§ EXERCISE DIRECTIONS
Which lines in the listing below contain the word "front"? Find all of them and copy each one.

§ RECORDS PROVIDED
──────────

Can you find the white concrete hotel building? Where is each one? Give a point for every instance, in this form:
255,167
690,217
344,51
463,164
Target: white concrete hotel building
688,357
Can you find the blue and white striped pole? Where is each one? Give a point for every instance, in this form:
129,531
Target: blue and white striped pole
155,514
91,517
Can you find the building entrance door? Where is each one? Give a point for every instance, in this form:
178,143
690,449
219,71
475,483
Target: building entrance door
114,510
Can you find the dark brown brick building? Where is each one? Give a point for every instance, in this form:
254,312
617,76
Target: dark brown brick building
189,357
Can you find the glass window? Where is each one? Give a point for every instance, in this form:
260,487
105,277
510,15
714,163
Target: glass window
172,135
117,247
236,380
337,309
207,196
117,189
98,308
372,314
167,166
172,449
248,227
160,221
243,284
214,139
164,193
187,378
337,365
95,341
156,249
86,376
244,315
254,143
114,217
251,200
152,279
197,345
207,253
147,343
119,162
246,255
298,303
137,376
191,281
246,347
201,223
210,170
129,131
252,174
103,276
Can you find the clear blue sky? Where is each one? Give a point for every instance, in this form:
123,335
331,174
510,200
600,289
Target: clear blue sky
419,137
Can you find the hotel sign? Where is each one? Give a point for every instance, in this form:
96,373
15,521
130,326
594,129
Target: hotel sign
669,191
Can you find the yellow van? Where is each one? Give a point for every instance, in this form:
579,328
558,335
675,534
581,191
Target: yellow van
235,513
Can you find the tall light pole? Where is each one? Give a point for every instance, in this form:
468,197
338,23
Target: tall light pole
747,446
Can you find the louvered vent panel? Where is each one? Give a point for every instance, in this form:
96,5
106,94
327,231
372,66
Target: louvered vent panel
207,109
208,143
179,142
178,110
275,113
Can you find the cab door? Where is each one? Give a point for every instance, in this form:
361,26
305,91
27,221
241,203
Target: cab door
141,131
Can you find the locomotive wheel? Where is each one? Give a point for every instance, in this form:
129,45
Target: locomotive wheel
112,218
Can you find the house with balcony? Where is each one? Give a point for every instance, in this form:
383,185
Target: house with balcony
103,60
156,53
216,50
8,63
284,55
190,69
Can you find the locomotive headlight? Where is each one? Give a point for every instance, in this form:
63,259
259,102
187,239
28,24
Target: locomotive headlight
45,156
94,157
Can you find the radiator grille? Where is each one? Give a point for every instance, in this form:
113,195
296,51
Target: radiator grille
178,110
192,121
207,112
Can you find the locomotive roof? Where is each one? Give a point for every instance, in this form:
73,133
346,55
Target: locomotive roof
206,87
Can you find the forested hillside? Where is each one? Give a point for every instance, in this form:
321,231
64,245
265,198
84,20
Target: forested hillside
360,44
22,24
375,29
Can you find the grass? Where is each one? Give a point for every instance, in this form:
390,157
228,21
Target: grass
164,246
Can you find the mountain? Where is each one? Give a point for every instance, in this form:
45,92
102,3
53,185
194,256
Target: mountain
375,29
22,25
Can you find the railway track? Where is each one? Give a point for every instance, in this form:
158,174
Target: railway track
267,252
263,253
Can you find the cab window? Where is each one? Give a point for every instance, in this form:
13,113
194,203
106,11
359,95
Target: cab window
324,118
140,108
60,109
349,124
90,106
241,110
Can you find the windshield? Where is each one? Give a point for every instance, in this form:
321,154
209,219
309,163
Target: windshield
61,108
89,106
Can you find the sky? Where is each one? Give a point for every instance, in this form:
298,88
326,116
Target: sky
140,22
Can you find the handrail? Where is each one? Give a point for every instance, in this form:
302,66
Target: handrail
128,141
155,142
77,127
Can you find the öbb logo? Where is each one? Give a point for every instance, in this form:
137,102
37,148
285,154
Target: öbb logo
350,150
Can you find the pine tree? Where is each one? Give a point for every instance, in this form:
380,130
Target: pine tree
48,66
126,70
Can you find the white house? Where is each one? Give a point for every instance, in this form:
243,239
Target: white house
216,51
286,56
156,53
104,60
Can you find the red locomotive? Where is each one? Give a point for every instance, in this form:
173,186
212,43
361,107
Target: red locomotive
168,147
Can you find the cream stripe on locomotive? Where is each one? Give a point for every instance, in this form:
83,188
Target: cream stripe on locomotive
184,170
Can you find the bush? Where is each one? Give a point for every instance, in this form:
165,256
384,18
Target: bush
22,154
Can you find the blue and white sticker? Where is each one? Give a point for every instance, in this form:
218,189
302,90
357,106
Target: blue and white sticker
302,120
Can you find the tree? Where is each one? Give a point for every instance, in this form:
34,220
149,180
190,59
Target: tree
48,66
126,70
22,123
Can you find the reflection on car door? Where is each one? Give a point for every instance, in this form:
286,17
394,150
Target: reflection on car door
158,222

──────────

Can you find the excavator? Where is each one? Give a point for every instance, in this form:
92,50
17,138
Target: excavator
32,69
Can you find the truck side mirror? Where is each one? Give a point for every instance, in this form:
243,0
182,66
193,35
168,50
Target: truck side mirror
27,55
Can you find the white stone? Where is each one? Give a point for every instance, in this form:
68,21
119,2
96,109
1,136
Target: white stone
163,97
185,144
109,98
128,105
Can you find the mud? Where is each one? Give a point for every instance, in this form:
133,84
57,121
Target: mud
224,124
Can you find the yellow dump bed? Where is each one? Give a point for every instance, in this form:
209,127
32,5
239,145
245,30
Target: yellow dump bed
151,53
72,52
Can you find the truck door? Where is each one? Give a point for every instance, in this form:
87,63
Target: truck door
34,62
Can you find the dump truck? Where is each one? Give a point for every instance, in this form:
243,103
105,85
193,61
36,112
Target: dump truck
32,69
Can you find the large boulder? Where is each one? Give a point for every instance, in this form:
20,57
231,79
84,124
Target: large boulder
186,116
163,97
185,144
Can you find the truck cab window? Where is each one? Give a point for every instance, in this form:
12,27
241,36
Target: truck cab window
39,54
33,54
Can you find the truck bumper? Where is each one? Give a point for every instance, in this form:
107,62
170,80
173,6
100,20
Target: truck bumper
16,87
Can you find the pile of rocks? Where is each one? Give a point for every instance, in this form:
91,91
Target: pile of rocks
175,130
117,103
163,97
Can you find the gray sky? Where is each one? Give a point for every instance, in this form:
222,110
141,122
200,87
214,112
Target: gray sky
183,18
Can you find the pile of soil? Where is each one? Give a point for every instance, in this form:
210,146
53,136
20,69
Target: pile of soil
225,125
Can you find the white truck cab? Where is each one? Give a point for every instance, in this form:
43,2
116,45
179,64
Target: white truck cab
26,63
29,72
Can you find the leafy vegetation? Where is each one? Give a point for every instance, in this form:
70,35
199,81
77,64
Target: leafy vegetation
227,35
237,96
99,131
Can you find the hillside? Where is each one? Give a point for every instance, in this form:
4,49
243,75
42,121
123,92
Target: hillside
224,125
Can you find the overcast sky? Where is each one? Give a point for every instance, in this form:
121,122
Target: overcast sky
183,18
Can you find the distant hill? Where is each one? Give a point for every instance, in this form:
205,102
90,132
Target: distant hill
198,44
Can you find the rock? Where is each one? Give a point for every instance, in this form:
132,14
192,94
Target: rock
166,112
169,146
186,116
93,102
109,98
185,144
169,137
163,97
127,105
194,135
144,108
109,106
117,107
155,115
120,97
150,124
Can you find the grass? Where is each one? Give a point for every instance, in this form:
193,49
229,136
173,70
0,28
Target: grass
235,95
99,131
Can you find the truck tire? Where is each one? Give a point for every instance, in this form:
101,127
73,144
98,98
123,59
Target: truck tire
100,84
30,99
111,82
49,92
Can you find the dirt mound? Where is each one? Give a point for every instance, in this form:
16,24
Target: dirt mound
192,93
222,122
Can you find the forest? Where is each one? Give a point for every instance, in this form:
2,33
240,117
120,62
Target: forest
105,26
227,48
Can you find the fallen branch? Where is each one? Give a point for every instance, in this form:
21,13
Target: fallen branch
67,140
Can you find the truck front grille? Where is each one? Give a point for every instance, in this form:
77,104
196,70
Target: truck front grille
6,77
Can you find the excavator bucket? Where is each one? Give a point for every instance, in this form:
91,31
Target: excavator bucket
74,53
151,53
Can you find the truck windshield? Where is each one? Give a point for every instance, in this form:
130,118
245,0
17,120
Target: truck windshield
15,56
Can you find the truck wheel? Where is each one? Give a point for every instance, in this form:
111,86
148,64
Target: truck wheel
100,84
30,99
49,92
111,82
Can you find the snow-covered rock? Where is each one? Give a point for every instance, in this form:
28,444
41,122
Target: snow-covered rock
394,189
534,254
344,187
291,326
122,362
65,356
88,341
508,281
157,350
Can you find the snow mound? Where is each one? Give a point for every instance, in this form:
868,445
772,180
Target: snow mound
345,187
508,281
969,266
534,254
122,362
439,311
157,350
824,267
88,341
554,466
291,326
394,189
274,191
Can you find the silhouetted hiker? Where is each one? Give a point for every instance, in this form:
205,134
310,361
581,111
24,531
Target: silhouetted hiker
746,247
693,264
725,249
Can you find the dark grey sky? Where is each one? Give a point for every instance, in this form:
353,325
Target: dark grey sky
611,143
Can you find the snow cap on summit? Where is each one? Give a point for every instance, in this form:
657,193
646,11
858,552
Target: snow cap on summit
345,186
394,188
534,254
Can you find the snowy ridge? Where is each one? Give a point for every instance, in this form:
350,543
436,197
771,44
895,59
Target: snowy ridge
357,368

──────────

§ EXERCISE OUTPUT
Can you find the truck front grille? Where is each one? Give a point for every instance, in this form:
Target: truck front grille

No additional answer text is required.